— Prompt —
The records are to be copied in their entirety, exactly as given.

Input data section start

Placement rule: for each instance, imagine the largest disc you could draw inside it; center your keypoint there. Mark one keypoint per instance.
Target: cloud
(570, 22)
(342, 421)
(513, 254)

Input data section end

— The answer —
Placement rule: for each instance, imagine the largest disc you could draw inside it; center your keypoint there. Mark one keypoint per instance.
Target: cloud
(570, 22)
(342, 421)
(513, 254)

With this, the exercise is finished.